SET TASK →
In the patch discussion text, how many files does the patch change, and how many insertions and deletions does it make?

TEXT SECTION →
>>

Missed this earlier. Is this a mask of table_ids that are valid? Not 
seeing it used before assigning the offsets.

Thanks,
Lijo

> +	uint32_t vbios_img_offset;
> +	uint32_t vbios_img_size_in_kb;
> +	uint32_t dataexchange_offset;
> +	uint32_t dataexchange_size_in_kb;
> +	uint32_t ras_tele_info_offset;
> +	uint32_t ras_tele_info_size_in_kb;
> +	uint32_t ip_discovery_offset;
> +	uint32_t ip_discovery_size_in_kb;
> +	uint32_t bad_page_info_offset;
> +	uint32_t bad_page_size_in_kb;
> +	uint32_t reserved[8];
> +};
> +
>   /*
>    * PF2VF history log:
>    * v1 defined in amdgim


^ permalink raw reply	[flat|nested] 14+ messages in thread

* Re: [PATCH v4 5/6] drm/amdgpu: Add logic for VF ipd and VF bios to init from dynamic crit_region offsets
  2025-10-14 20:13 ` [PATCH v4 5/6] drm/amdgpu: Add logic for VF ipd and VF bios to init from dynamic crit_region offsets Ellen Pan
@ 2025-10-15  9:37   ` Lazar, Lijo
  2025-10-15 13:23   ` Alex Deucher
  1 sibling, 0 replies; 14+ messages in thread
From: Lazar, Lijo @ 2025-10-15  9:37 UTC (permalink / raw)
  To: Ellen Pan, amd-gfx; +Cc: Alexander.Deucher, Christian.Koenig, Jeffrey.Chan



On 10/15/2025 1:43 AM, Ellen Pan wrote:
> 1. Added VF logic in amdgpu_virt to init IP discovery using the offsets from dynamic(v2) critical regions;
> 2. Added VF logic in amdgpu_virt to init bios image using the offsets from dynamic(v2) critical regions;
> 
> Signed-off-by: Ellen Pan <yunru.pan@amd.com>
> ---
>   drivers/gpu/drm/amd/amdgpu/amdgpu_bios.c      | 36 ++++++++---
>   drivers/gpu/drm/amd/amdgpu/amdgpu_discovery.c | 23 +++++--
>   drivers/gpu/drm/amd/amdgpu/amdgpu_virt.c      | 63 +++++++++++++++++++
>   drivers/gpu/drm/amd/amdgpu/amdgpu_virt.h      |  2 +
>   4 files changed, 111 insertions(+), 13 deletions(-)
> 
> diff --git a/drivers/gpu/drm/amd/amdgpu/amdgpu_bios.c b/drivers/gpu/drm/amd/amdgpu/amdgpu_bios.c
> index 00e96419fcda..5960ab1be4d8 100644
> --- a/drivers/gpu/drm/amd/amdgpu/amdgpu_bios.c
> +++ b/drivers/gpu/drm/amd/amdgpu/amdgpu_bios.c
> @@ -96,11 +96,12 @@ void amdgpu_bios_release(struct amdgpu_device *adev)
>    * part of the system bios.  On boot, the system bios puts a
>    * copy of the igp rom at the start of vram if a discrete card is
>    * present.
> - * For SR-IOV, the vbios image is also put in VRAM in the VF.
> + * For SR-IOV, if dynamic critical region is not enabled,
> + * the vbios image is also put at the start of VRAM in the VF.

<<

DATASET EXTRACT →

>>

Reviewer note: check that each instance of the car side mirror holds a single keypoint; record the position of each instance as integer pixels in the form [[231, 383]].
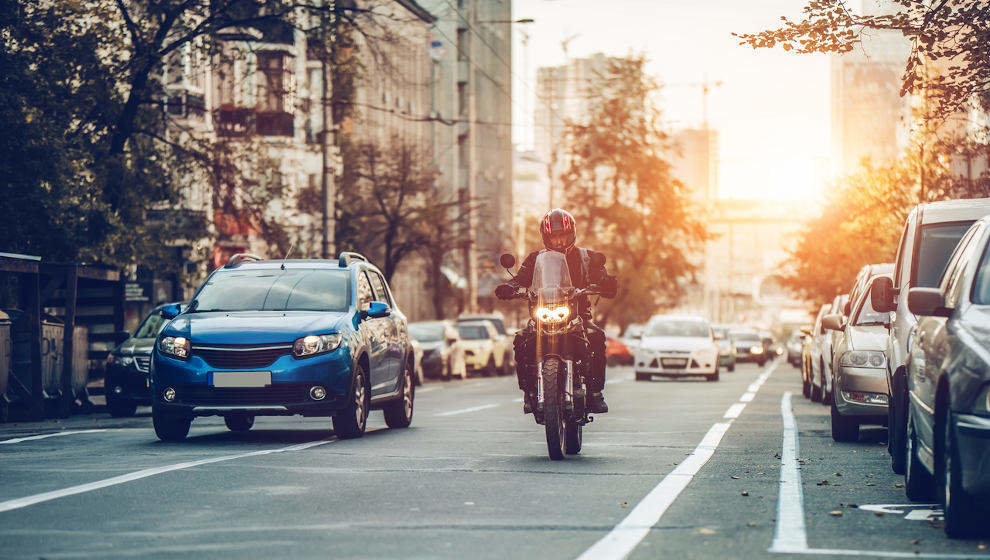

<<

SOLUTION TO THIS TASK →
The patch changes 4 files, with 111 insertions and 13 deletions.